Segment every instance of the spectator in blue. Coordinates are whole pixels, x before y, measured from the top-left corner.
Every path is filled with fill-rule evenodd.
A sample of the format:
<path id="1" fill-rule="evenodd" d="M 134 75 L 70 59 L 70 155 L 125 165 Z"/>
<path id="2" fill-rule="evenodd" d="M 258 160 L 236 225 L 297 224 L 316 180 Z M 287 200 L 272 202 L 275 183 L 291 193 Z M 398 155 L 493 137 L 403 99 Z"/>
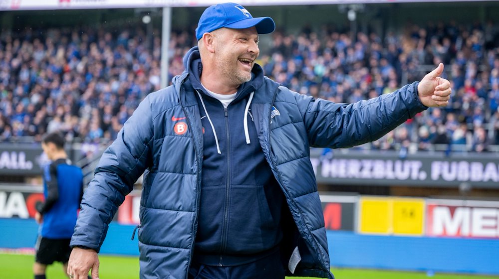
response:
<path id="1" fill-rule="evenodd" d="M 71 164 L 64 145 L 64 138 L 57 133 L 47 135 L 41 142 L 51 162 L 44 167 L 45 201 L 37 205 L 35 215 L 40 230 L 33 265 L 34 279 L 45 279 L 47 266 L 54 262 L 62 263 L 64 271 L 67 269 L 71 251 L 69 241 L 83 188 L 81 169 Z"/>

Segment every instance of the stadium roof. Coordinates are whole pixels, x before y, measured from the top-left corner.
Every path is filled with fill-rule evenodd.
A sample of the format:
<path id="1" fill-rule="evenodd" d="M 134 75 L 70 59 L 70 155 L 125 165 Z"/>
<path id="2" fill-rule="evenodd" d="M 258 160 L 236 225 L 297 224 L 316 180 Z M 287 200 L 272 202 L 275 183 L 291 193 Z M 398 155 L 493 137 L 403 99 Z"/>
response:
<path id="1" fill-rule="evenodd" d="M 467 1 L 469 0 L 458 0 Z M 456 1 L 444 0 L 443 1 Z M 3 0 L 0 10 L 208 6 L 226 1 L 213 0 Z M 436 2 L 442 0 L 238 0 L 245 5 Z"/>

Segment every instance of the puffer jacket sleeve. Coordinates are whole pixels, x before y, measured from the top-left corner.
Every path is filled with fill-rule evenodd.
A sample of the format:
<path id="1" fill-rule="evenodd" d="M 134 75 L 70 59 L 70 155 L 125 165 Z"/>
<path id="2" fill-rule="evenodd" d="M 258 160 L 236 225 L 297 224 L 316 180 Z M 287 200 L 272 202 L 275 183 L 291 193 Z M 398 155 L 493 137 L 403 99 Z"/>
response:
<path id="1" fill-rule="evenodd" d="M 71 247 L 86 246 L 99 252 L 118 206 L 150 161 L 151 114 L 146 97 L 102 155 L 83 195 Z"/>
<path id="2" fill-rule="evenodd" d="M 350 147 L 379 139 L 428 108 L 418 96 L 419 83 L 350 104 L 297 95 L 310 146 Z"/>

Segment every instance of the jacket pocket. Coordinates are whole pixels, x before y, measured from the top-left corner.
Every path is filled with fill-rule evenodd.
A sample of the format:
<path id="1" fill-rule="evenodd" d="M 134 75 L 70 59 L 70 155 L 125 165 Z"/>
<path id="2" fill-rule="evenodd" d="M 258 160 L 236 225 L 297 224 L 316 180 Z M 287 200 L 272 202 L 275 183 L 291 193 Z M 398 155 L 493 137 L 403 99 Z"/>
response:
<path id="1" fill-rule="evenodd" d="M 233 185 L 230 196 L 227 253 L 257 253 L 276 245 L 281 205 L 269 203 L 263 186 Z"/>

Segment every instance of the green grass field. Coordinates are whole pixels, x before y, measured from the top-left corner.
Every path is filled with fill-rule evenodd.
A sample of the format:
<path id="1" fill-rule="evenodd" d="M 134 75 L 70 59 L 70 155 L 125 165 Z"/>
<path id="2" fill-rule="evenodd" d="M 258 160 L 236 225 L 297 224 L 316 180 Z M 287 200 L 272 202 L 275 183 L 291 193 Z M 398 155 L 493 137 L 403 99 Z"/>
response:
==========
> _WHAT YOU SHOULD DO_
Reproduce all of the data above word for word, leaving out the pictures.

> _RESULT OF THIS TASK_
Segment every instance of the spectator in blue. Coordinates are whole pixels, x before y, measured from the top-left corner.
Every path is filled with fill-rule evenodd.
A sample of the format:
<path id="1" fill-rule="evenodd" d="M 134 75 L 70 59 L 70 155 L 125 165 Z"/>
<path id="2" fill-rule="evenodd" d="M 258 160 L 236 225 L 297 224 L 316 180 Z M 287 200 L 272 202 L 275 183 L 291 193 Z M 398 155 L 493 137 L 403 99 Z"/>
response:
<path id="1" fill-rule="evenodd" d="M 71 164 L 64 145 L 64 138 L 57 133 L 47 135 L 41 142 L 51 162 L 44 167 L 45 201 L 37 205 L 35 215 L 40 230 L 33 265 L 34 279 L 45 279 L 47 266 L 54 262 L 62 263 L 64 271 L 67 269 L 71 251 L 69 241 L 83 188 L 81 169 Z"/>

Segment every instance of the stadium roof. Coordinates are whole pixels, x before y, measured from the top-left corner.
Every path is filled with fill-rule evenodd.
A sample of the format:
<path id="1" fill-rule="evenodd" d="M 134 75 L 70 59 L 70 155 L 125 165 Z"/>
<path id="2" fill-rule="evenodd" d="M 258 160 L 236 225 L 297 224 L 316 180 Z M 287 200 L 272 202 L 275 183 L 291 193 Z M 398 155 L 493 137 L 403 99 Z"/>
response:
<path id="1" fill-rule="evenodd" d="M 467 1 L 469 0 L 458 0 Z M 456 1 L 444 0 L 443 1 Z M 3 0 L 0 10 L 208 6 L 226 1 L 213 0 Z M 436 2 L 442 0 L 238 0 L 245 5 Z"/>

Segment every instance of the puffer jacket sleeve. Coordinates are whole pixels, x before y, measured from the top-left corner.
Every path is filled with fill-rule evenodd.
A sample of the format:
<path id="1" fill-rule="evenodd" d="M 134 75 L 70 59 L 70 155 L 125 165 Z"/>
<path id="2" fill-rule="evenodd" d="M 258 160 L 236 225 L 297 224 L 316 180 Z M 287 200 L 272 202 L 275 183 L 291 193 Z M 398 155 L 493 137 L 403 99 Z"/>
response:
<path id="1" fill-rule="evenodd" d="M 71 247 L 86 246 L 99 252 L 118 206 L 150 161 L 151 114 L 146 97 L 102 155 L 83 195 Z"/>
<path id="2" fill-rule="evenodd" d="M 350 147 L 379 139 L 428 108 L 418 96 L 419 83 L 350 104 L 297 95 L 310 146 Z"/>

Segment every instance of the jacket pocket. Coordinates are whole pixels, x before y, measured from the top-left corner.
Every path is filled with fill-rule evenodd.
A sample of the format:
<path id="1" fill-rule="evenodd" d="M 134 75 L 70 59 L 70 155 L 125 165 Z"/>
<path id="2" fill-rule="evenodd" d="M 258 160 L 236 225 L 297 224 L 316 180 Z M 287 200 L 272 202 L 275 183 L 291 193 Z M 398 155 L 493 137 L 403 99 Z"/>
response:
<path id="1" fill-rule="evenodd" d="M 233 185 L 230 196 L 227 253 L 257 253 L 276 245 L 281 205 L 269 203 L 263 186 Z"/>

Segment every instance of the green grass field. Coordinates are whole pixels, x before y, measured from the top-left corner.
Every path is filled with fill-rule evenodd.
A sample of the format:
<path id="1" fill-rule="evenodd" d="M 134 75 L 70 59 L 70 155 L 125 165 Z"/>
<path id="2" fill-rule="evenodd" d="M 258 160 L 236 225 L 297 224 L 316 180 Z M 287 200 L 272 202 L 275 183 L 291 193 Z M 398 155 L 493 137 L 403 99 Z"/>
response:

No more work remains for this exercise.